Extract ->

**********

The rhyme is generally sung to one of two tunes. The only one mentioned by the Opies in The Oxford Book of Nursery Rhymes (1951) is a variant of Henry Purcell's 1686 quickstep Lillibullero, but others were once popular in North America.

An 1887 editorial in Boston's The Musical Herald mentions "Rock-a-bye-baby" as being part of the street band repertoire, while in that same year The Times carried an advertisement for a performance in London by the Moore and Burgess Minstrels, featuring among others "the great American song of ROCK-A-BYE". Newspapers of the period credited the tune to two separate persons, both resident in Boston. One was Effie Crockett, who in 1872 wrote an original composition using the lullaby as a returning refrain after each of its three verses. This, however, was not published until "probably 1884" under the pseudonym Effie I. Canning. The other candidate was Charles Dupee Blake (1847-1903), a prolific composer of popular music, of which "his best known work is Rock-a-Bye Baby".

**********

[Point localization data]
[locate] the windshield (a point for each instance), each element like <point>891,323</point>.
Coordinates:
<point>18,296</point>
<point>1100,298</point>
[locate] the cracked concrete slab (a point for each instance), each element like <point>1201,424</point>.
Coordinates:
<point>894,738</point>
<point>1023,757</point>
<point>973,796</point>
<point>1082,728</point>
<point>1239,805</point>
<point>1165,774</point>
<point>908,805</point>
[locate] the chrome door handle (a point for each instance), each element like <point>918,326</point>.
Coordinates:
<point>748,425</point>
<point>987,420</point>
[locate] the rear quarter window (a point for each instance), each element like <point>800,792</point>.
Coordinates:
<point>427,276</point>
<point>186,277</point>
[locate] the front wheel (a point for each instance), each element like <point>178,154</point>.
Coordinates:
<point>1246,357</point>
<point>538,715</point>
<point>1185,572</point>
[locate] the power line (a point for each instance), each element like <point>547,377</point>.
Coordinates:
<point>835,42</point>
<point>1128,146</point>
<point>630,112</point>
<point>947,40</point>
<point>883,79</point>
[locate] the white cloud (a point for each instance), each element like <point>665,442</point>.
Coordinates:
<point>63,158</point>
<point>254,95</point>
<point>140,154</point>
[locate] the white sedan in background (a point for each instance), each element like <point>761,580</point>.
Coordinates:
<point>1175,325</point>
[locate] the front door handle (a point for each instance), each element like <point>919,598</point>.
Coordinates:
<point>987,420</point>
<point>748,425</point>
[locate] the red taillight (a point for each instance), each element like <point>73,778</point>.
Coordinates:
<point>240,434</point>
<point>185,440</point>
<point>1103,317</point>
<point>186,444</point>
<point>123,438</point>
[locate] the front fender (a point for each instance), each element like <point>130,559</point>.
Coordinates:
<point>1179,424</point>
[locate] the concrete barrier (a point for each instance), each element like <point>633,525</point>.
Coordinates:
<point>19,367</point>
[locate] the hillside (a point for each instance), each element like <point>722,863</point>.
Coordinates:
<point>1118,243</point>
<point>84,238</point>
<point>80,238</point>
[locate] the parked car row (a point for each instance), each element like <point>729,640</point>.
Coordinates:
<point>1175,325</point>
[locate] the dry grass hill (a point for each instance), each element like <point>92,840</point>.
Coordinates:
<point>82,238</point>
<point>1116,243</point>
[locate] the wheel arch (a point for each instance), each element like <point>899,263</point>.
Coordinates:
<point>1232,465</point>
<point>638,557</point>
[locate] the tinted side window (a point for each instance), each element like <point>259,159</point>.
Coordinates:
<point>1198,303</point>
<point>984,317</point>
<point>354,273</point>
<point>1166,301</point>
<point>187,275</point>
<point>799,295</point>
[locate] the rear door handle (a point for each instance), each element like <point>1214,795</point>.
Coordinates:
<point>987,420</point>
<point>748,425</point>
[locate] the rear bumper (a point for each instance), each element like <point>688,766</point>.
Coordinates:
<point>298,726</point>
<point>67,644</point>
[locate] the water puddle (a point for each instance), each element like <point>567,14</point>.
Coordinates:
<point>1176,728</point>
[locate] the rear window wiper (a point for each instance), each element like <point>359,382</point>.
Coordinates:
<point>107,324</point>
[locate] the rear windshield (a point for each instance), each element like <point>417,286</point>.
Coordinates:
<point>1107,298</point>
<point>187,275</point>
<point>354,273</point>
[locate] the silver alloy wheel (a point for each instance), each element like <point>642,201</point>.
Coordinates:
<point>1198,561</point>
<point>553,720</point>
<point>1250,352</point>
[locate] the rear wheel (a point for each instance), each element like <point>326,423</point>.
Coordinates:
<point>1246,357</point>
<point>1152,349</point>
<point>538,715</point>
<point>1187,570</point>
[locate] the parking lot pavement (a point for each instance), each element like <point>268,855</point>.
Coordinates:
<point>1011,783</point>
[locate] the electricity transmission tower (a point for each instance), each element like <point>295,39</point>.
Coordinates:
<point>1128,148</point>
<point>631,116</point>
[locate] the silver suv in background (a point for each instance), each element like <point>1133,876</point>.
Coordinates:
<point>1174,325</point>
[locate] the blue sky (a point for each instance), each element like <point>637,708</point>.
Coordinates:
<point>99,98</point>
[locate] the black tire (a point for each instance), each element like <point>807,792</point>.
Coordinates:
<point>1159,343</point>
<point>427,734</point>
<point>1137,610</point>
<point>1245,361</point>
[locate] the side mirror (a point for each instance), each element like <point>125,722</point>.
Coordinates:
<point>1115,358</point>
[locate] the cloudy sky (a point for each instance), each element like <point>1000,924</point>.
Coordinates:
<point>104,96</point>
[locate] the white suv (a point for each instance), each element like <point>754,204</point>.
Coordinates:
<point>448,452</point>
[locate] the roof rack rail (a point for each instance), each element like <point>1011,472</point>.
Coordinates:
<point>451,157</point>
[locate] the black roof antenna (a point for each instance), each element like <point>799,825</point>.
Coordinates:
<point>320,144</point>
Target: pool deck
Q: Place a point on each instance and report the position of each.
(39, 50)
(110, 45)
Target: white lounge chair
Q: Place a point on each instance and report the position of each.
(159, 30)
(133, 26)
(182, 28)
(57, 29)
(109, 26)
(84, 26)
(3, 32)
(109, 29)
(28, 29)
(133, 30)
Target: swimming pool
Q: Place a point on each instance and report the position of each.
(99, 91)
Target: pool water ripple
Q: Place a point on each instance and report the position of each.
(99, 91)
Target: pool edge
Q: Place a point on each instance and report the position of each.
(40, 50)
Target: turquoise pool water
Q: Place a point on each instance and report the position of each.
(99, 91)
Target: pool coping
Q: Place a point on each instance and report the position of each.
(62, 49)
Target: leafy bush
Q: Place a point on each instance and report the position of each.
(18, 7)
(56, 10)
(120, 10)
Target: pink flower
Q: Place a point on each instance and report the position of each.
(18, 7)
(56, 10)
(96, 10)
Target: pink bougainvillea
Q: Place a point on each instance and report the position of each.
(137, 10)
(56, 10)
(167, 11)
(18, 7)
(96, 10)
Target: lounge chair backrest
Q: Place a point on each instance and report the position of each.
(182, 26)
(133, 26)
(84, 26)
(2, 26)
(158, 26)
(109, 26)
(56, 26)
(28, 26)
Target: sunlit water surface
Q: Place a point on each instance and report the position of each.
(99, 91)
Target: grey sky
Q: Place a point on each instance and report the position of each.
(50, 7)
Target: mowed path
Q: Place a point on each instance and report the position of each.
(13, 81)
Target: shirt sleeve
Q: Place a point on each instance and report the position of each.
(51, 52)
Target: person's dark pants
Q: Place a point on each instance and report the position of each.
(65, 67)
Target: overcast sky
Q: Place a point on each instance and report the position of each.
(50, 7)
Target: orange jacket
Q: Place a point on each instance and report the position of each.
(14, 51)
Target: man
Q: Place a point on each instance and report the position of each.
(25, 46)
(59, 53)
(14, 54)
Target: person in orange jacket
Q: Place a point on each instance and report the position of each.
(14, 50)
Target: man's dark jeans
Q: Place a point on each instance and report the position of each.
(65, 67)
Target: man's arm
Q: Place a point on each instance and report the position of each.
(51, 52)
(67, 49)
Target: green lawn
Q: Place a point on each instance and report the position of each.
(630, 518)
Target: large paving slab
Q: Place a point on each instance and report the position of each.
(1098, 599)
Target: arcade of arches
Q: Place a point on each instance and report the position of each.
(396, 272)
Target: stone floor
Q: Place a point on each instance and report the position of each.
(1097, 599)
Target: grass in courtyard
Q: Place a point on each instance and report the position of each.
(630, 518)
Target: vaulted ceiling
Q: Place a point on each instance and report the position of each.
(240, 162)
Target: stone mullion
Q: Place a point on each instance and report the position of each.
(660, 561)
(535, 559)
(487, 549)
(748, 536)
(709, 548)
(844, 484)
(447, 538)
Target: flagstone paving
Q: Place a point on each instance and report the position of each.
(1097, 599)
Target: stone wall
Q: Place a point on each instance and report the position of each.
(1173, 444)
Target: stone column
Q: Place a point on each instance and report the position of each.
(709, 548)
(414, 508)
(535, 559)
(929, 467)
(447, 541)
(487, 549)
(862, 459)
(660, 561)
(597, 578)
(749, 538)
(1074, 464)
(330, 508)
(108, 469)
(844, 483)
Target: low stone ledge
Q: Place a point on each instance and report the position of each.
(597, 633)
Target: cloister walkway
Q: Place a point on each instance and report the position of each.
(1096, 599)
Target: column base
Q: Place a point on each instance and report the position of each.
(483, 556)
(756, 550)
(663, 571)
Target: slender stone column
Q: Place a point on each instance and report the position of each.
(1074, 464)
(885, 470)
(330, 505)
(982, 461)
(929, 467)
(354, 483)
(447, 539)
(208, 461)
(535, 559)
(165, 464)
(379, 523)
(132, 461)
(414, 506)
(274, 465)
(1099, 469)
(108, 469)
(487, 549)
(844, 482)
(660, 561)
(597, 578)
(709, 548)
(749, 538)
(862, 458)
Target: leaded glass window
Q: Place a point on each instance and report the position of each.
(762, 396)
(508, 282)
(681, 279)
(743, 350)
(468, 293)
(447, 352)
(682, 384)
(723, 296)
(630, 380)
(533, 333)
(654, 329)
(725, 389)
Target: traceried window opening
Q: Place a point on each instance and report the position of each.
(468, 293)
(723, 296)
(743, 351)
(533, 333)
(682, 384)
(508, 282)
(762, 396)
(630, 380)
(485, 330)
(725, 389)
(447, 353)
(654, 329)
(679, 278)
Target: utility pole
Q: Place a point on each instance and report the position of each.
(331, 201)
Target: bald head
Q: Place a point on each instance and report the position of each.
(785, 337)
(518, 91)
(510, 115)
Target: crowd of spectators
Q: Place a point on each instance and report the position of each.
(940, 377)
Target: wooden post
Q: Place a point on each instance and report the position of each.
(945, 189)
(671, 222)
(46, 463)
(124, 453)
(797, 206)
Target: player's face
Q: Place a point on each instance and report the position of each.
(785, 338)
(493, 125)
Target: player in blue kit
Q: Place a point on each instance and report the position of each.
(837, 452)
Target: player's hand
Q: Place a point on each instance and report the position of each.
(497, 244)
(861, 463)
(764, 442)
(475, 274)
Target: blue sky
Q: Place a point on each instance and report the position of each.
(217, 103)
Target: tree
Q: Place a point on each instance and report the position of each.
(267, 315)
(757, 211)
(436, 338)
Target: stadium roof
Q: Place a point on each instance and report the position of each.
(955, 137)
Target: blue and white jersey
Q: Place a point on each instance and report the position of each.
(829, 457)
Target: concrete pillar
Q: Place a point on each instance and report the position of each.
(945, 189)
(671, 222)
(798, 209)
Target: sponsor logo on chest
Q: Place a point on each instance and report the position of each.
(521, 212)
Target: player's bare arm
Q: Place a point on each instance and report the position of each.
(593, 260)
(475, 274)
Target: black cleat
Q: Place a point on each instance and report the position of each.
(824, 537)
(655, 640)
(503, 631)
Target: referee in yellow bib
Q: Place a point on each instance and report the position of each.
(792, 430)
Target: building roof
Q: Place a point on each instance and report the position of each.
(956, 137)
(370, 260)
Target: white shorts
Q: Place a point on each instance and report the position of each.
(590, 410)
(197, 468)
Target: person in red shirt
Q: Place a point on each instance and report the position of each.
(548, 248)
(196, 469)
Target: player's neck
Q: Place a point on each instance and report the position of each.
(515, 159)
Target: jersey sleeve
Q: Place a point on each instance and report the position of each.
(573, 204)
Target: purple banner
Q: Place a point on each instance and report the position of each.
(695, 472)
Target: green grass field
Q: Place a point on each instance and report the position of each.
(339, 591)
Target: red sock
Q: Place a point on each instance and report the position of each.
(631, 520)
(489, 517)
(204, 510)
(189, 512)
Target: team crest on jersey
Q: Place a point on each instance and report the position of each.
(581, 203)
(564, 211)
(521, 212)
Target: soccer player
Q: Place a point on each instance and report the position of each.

**********

Task instructions ->
#1 According to the passage on the lullaby's tunes, which minstrel troupe's London performance was advertised in The Times in 1887?
#2 Write a continuation of the passage on the lullaby's tunes, picking up after its last sentence.

Replies ->
#1 The Moore and Burgess Minstrels.

#2
It is difficult to say which one of the many contemporary songs bearing that title and of varied authorship was really the subject of the news reports. The one reproduced under that title in Clara L. Mateaux's Through Picture Land (1876) is a two-stanza work that is different in wording and form. Another in St Nicholas Magazine for 1881 and ascribed to M. E. Wilkins begins with the words of the traditional lullaby, which are then followed by fourteen stanzas of more varied form. Still another appears in the Franklin Square Song Collection for 1885 under the title "American Cradle Song" in a version by Robert Jones Burdette. More lullabies followed in much the same format, including variations on the completely separate song "Rock-a-bye, baby, thy cradle is green" (Opie #23), and a transformation into Rock-a-Bye Your Baby with a Dixie Melody from the musical Sinbad of 1918.

==Sculpture==
In 1874, the sculptor Jules Dalou exhibited a terracotta statuette titled "Hush-a-bye Baby" at that year's Royal Academy exhibition. This portrayed a singing mother cradling her baby and seated in a rocking chair, with the rhyme’s first two lines quoted on the base. A commission followed in 1875 to carve the composition in marble.